* _TRAVAIL À FAIRE_
[A] D'après l'article sur André Comte-Sponville, en quoi la conduite de François Fillon illustre-t-elle la parole non tenue ? Répondez en une ou deux phrases.
[B] Dans l'article sur André Comte-Sponville, présentez sous forme de liste le paragraphe qui commence par « Né en 1952 », en gardant ses faits principaux.
[C] Poursuivez l'article sur André Comte-Sponville à partir de l'endroit où il s'arrête.

* _SECTION DU TEXTE_
Auteur
d'une œuvre consacrée à l'éthique, le philosophe revient sur les
mensonges et les reniements qui marquent la campagne présidentielle
et sont pour lui inhérents à la politique
Né
en 1952, penseur matérialiste qui a mené un important travail
philosophique sur l'éthique (Petit traité des grandes vertus,
PUF, 1995), André Comte-Sponville explique qu'il faut dissocier
morale et politique. Auteur de C'est chose tendre que la vie.
Entretiens avec François L'Yvonnet -(Albin Michel, 2015), il
analyse les dilemmes moraux de cette élection.
De
François Fillon qui, contrairement à ce qu'il avait annoncé,
maintient sa candidature après sa mise en examen à Manuel Valls qui
renie son engagement de soutenir le gagnant de la primaire à gauche,
n'assiste-t-on pas au règne de la parole non tenue et du cynisme qui
discréditent la politique ?

* _LIGNES DE DONNÉES_
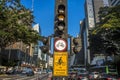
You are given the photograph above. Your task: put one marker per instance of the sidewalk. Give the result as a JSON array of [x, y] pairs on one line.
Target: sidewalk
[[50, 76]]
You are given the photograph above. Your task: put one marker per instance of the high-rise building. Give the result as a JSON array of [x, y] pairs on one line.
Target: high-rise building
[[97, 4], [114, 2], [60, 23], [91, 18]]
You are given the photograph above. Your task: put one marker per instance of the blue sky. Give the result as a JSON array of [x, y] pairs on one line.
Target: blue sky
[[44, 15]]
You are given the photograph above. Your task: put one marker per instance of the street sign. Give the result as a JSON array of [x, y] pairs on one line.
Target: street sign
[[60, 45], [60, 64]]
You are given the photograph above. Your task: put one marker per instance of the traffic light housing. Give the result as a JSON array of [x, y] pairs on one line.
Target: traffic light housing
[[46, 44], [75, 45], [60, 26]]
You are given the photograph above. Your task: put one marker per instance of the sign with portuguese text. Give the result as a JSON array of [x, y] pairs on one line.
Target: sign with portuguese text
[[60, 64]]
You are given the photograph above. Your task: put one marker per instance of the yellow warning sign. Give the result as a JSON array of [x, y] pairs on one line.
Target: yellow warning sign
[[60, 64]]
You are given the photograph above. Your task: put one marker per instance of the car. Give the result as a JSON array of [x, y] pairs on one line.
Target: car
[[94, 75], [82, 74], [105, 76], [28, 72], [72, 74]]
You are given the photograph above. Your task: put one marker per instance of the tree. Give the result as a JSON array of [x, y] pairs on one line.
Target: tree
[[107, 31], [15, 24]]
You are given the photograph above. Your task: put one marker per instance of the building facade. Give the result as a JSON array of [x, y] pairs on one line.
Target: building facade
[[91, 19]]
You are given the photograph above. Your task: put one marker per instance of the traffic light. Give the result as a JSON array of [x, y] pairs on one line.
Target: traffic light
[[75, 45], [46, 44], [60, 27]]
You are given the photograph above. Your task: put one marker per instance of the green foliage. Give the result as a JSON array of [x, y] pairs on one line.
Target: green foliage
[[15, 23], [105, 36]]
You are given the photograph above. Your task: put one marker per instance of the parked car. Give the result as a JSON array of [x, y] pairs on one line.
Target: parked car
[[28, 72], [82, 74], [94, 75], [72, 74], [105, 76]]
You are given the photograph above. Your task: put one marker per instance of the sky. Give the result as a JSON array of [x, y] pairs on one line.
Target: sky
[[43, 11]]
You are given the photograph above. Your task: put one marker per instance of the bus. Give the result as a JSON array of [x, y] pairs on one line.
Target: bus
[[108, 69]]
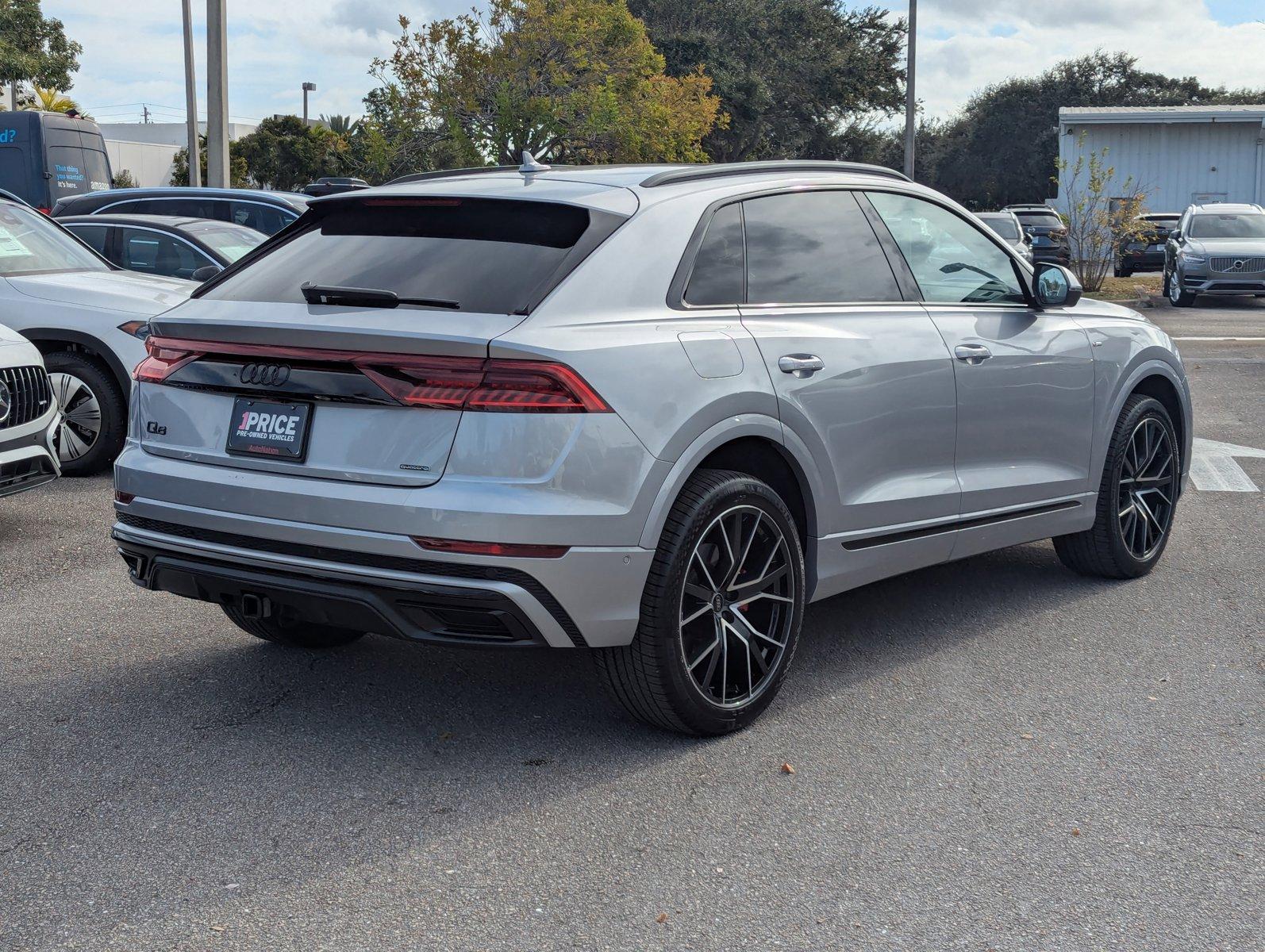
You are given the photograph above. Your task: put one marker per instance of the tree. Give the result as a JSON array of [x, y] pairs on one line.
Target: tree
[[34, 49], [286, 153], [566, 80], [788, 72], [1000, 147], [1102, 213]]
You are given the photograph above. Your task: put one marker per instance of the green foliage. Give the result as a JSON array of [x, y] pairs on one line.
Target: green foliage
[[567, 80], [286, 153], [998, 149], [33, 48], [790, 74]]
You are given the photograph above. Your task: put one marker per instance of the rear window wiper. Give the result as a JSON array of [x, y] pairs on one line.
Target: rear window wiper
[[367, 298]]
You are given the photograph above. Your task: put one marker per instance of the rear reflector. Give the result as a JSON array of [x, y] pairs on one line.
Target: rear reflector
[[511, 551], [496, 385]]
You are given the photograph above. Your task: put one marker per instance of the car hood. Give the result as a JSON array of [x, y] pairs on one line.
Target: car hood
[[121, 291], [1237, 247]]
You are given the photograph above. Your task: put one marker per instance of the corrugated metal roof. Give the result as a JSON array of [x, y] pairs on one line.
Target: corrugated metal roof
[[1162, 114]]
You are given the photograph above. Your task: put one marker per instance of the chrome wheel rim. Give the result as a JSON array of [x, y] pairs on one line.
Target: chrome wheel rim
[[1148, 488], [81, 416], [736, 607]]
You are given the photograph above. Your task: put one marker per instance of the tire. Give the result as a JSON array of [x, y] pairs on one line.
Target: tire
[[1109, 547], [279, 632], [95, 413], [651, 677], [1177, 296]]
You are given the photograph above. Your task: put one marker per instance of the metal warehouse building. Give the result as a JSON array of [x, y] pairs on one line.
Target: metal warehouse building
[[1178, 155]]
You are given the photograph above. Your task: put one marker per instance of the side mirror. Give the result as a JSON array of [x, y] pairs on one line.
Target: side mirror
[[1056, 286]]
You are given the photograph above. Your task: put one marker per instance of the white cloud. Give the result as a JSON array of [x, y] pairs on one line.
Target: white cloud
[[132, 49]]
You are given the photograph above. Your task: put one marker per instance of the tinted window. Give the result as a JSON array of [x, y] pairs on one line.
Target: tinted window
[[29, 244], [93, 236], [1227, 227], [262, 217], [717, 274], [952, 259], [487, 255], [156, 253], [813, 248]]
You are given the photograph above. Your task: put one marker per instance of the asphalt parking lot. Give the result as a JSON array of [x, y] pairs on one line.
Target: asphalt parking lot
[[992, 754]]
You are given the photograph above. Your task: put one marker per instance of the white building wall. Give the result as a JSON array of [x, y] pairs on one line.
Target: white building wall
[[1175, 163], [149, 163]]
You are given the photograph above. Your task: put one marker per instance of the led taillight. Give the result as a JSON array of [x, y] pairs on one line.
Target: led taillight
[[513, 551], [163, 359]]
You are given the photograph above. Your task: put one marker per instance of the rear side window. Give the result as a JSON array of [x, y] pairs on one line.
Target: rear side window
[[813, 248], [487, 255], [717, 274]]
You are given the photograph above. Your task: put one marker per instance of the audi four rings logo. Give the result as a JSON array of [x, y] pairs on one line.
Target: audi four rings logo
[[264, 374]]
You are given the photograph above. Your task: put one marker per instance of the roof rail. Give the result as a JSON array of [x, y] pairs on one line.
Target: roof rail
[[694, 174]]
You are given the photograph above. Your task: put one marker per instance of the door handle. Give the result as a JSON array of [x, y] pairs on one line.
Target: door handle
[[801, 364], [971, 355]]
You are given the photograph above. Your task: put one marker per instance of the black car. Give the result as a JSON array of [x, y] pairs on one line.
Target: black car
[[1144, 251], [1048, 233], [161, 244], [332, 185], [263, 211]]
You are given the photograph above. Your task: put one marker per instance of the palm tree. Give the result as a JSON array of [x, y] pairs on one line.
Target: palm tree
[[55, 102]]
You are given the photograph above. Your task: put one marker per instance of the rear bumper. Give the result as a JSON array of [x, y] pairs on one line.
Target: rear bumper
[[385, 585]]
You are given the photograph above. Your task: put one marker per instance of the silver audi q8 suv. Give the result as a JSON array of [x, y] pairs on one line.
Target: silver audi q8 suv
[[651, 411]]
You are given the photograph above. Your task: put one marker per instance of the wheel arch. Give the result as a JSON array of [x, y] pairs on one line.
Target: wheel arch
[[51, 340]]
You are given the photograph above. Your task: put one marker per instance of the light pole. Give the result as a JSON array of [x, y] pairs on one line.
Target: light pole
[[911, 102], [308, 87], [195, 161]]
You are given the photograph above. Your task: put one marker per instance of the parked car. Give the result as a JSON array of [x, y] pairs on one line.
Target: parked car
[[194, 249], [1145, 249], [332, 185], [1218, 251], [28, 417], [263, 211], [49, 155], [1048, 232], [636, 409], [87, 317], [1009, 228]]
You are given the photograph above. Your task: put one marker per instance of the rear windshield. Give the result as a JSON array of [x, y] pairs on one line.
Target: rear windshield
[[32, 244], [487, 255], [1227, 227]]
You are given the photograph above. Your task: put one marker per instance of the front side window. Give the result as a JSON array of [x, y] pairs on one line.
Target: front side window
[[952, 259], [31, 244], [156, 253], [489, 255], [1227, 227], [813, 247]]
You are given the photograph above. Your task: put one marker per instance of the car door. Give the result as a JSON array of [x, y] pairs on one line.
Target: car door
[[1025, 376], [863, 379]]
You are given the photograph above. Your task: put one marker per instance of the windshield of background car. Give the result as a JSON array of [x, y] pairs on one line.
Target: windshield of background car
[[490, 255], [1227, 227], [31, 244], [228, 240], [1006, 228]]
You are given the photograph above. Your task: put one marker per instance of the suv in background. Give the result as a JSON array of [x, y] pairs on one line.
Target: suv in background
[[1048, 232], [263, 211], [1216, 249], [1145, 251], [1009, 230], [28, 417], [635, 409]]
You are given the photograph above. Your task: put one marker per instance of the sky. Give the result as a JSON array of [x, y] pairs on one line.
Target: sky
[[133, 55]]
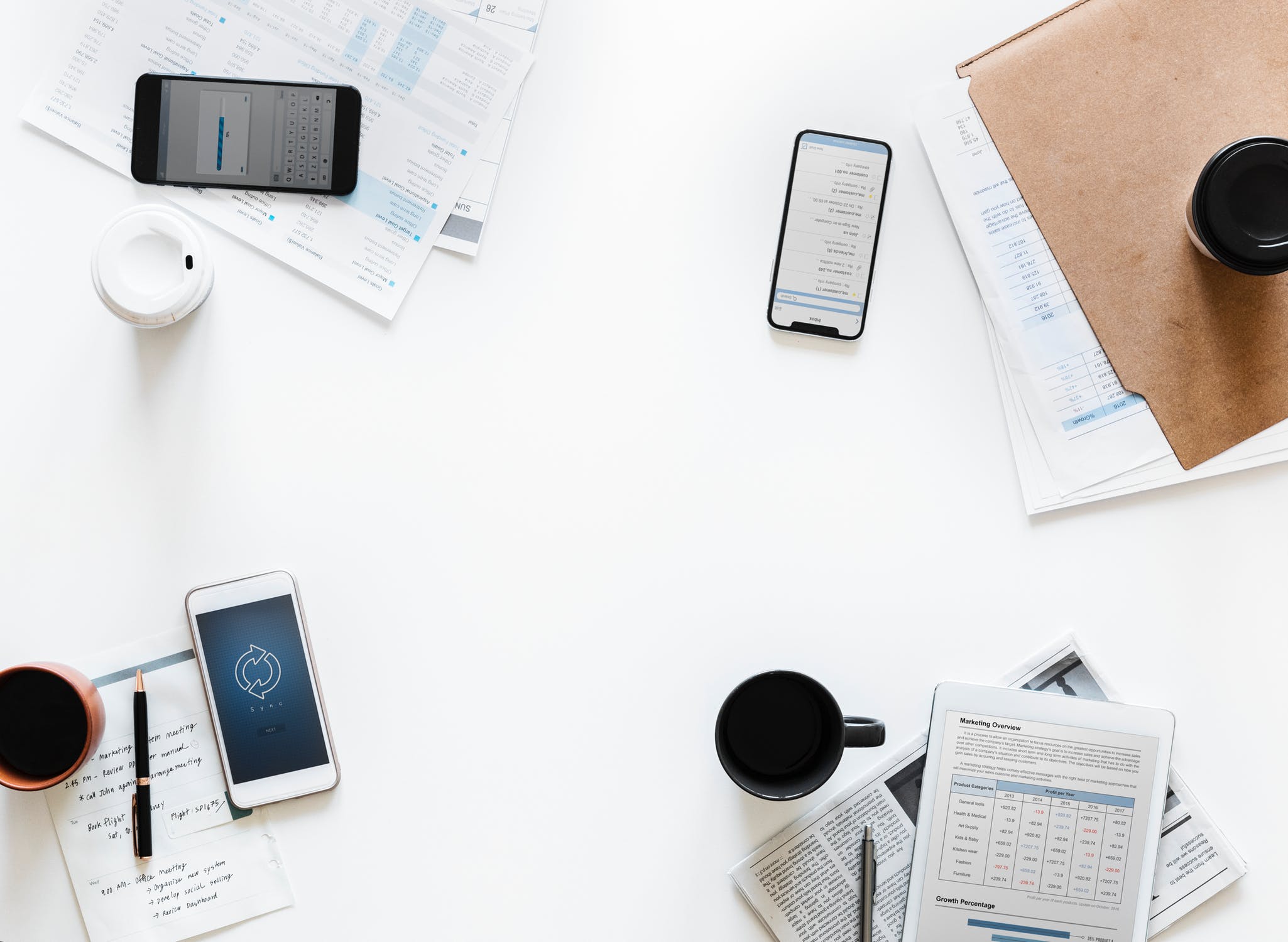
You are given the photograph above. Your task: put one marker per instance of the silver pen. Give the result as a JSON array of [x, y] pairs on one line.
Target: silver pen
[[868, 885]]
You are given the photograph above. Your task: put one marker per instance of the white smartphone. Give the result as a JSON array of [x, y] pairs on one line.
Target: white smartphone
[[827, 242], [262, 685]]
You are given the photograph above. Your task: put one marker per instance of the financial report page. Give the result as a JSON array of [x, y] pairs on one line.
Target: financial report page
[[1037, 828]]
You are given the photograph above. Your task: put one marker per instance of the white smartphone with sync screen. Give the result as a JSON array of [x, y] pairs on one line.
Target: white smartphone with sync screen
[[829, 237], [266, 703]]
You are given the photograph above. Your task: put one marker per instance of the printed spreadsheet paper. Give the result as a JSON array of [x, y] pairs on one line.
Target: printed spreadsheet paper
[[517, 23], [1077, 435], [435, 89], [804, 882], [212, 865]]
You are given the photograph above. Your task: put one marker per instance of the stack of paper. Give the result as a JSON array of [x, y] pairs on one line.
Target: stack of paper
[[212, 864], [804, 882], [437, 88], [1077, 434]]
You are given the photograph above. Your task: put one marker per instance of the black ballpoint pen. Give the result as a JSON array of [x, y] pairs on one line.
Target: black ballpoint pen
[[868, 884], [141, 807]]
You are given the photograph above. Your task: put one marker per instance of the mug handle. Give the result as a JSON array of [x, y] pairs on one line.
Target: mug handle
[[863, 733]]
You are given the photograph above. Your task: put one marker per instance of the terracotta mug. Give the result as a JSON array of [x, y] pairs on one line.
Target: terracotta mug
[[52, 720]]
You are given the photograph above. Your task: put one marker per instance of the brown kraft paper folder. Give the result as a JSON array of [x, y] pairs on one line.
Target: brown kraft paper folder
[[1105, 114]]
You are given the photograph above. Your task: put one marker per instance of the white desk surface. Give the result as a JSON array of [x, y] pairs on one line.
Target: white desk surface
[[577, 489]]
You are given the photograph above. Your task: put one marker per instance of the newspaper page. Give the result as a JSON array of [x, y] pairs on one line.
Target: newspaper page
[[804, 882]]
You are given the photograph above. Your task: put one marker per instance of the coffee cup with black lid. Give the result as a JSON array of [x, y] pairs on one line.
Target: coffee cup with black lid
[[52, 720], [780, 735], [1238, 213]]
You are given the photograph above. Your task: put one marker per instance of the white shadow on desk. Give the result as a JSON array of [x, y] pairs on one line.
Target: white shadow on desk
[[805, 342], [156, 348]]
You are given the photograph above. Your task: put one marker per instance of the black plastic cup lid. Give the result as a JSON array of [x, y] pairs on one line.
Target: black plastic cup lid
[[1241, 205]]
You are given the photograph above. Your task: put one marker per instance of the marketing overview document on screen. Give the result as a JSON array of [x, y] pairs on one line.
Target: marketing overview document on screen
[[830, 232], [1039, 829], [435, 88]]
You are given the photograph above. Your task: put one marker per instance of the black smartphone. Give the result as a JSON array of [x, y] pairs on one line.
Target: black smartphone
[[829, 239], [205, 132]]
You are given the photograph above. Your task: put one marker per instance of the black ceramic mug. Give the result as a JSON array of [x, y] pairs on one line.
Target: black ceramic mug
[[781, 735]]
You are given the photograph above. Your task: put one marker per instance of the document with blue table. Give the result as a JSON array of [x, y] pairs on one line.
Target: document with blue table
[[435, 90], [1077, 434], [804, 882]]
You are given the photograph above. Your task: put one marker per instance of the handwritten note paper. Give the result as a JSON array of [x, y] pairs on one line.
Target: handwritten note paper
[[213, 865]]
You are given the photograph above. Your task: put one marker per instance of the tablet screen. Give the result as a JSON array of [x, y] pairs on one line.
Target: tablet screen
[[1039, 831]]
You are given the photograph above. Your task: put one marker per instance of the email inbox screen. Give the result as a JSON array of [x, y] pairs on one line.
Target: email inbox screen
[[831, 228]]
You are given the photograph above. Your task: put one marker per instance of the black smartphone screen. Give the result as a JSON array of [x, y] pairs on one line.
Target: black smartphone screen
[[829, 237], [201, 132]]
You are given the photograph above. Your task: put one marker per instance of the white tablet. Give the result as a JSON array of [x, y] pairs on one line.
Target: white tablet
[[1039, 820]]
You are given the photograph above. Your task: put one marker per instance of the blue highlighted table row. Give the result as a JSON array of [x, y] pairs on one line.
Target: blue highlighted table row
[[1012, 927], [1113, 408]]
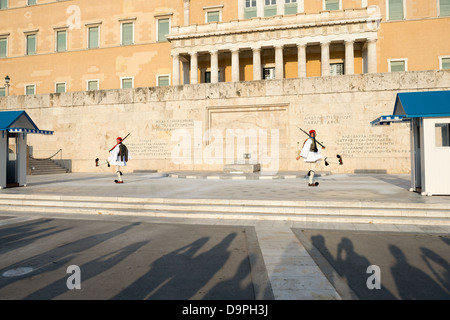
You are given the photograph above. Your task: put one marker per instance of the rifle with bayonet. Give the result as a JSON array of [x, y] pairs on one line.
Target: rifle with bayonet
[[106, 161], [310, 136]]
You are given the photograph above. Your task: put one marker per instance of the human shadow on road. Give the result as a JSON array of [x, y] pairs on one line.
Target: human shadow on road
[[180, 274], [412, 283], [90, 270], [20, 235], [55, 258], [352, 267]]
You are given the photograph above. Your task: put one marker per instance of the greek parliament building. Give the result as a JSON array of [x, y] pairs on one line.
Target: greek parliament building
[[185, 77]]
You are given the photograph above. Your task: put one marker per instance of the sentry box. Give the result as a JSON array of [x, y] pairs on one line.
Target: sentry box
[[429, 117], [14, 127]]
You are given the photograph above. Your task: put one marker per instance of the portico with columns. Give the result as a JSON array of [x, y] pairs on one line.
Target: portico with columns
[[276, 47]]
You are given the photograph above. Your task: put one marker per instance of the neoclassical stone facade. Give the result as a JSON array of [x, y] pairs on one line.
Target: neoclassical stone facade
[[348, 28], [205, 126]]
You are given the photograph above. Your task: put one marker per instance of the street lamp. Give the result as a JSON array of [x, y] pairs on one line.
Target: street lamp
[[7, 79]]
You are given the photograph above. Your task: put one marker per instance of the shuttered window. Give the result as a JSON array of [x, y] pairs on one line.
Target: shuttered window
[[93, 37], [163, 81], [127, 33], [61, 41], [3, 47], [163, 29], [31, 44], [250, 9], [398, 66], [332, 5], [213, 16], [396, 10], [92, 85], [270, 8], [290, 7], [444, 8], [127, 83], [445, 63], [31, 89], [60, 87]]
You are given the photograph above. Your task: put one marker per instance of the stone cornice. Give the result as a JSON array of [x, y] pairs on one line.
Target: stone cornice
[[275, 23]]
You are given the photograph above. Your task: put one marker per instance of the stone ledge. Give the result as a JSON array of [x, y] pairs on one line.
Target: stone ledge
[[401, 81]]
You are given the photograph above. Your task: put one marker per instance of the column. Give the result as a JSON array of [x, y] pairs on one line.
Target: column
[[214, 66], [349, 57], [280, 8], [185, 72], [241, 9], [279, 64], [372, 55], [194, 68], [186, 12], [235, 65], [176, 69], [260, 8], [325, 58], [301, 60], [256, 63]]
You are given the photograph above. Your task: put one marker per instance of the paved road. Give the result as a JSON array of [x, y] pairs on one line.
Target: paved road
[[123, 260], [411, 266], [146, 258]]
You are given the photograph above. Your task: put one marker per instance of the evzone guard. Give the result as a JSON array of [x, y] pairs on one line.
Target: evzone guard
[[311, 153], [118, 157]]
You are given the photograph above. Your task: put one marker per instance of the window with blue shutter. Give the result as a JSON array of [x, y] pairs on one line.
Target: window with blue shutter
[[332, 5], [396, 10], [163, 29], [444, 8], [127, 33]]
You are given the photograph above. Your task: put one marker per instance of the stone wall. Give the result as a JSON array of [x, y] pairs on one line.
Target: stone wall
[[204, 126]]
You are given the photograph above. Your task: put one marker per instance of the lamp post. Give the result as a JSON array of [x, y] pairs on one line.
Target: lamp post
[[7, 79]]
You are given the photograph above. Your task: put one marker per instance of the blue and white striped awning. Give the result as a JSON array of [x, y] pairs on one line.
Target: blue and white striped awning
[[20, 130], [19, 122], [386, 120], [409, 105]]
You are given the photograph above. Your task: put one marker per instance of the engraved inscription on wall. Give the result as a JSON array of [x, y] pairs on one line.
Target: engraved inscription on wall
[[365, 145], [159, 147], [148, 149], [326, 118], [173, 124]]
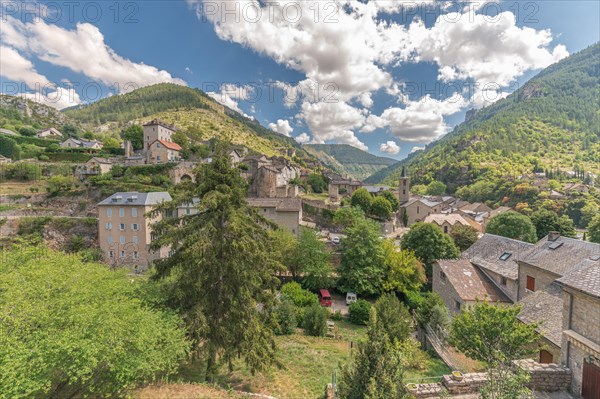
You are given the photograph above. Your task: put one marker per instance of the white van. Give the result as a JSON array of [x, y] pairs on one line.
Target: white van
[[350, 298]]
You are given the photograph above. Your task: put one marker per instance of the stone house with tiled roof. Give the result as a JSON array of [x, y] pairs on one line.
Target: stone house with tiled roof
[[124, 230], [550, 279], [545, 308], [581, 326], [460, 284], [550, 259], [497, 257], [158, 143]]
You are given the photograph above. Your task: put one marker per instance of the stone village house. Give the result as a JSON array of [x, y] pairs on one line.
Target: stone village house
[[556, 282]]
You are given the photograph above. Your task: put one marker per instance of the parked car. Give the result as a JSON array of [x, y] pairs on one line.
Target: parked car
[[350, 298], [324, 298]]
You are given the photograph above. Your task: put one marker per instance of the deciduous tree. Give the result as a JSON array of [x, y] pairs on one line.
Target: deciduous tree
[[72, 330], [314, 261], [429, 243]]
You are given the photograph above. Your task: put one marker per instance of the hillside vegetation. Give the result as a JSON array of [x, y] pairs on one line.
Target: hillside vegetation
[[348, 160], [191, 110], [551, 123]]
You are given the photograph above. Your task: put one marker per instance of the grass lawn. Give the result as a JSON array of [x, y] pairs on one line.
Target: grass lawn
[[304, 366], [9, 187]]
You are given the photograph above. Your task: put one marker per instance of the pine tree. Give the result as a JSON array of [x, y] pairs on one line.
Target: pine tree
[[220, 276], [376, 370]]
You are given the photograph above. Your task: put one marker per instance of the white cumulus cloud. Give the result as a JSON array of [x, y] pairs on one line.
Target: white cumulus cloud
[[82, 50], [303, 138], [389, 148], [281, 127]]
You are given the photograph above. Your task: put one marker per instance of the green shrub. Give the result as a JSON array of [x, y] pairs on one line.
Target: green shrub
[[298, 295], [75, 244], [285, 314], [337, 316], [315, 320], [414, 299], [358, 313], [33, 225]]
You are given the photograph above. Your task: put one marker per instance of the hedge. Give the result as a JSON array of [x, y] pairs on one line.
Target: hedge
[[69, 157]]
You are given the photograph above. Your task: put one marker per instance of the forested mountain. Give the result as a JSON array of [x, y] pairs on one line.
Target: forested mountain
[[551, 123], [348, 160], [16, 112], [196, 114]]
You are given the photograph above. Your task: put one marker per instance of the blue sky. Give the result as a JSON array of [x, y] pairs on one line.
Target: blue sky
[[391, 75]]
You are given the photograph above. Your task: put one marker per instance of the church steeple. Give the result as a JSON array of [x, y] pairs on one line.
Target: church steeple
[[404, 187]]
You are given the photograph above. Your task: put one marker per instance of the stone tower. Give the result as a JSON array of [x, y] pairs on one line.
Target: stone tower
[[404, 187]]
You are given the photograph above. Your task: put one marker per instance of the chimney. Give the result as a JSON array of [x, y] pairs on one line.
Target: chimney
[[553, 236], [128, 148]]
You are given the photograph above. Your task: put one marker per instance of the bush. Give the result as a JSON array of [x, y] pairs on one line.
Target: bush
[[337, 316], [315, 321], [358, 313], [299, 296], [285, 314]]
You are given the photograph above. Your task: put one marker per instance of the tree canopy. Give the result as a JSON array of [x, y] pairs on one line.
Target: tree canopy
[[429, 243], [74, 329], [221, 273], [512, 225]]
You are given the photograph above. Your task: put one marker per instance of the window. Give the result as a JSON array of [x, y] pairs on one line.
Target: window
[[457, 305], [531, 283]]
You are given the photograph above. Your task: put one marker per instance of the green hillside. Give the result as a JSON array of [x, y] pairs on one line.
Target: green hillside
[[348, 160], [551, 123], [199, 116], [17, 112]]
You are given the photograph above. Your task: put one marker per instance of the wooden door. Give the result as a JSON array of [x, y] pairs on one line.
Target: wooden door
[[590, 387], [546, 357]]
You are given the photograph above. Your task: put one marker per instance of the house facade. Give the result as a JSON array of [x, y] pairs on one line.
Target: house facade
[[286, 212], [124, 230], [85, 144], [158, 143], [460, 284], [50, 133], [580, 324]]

* _RÉPONSES AUX CONSIGNES_
[A] Contrairement à ce qu'il avait annoncé, François Fillon maintient sa candidature après sa mise en examen.

[B]
- André Comte-Sponville est né en 1952.
- Penseur matérialiste, il a mené un important travail philosophique sur l'éthique (Petit traité des grandes vertus, PUF, 1995).
- Il explique qu'il faut dissocier morale et politique.
- Il est l'auteur de C'est chose tendre que la vie. Entretiens avec François L'Yvonnet (Albin Michel, 2015).
- Il analyse les dilemmes moraux de cette élection.

[C]
Qu'il
vaille mieux tenir sa parole, en politique comme ailleurs, je vous
l'accorde ! Mais qu'est-ce que cela nous dit sur la situation
politique actuelle ? En l'occurrence, je pense que François Fillon a
eu tort de maintenir sa candidature, après sa mise en examen, comme
Manuel Valls de ne pas soutenir, fût-ce a minima, celui qui avait
gagné la primaire de la gauche. Il n'en reste pas moins que le
discrédit qui pèse sur la politique doit moins à ces quelques
manquements à la parole donnée qu'à la persistance, depuis trente
ans, d'un chômage de masse. L'échec de nos -politiques est d'abord
économique et social. Or il est plus grave d'échouer dans ces
domaines que de mentir !
"
Nous avons besoin de morale, pour nous gouverner nous-mêmes, et de
politique, pour gouverner ensemble le peuple que nous formons ",
écrivez-vous. Mais n'avons-nous pas également besoin, si ce n'est
d'une morale, au moins d'une éthique minimale en politique ?
Bien
sûr, qu'on a besoin de morale ! Mais il faut rappeler que la
question morale, c'est " Que dois-je faire ? ",
et non pas " Que doit faire tel ou tel ? ".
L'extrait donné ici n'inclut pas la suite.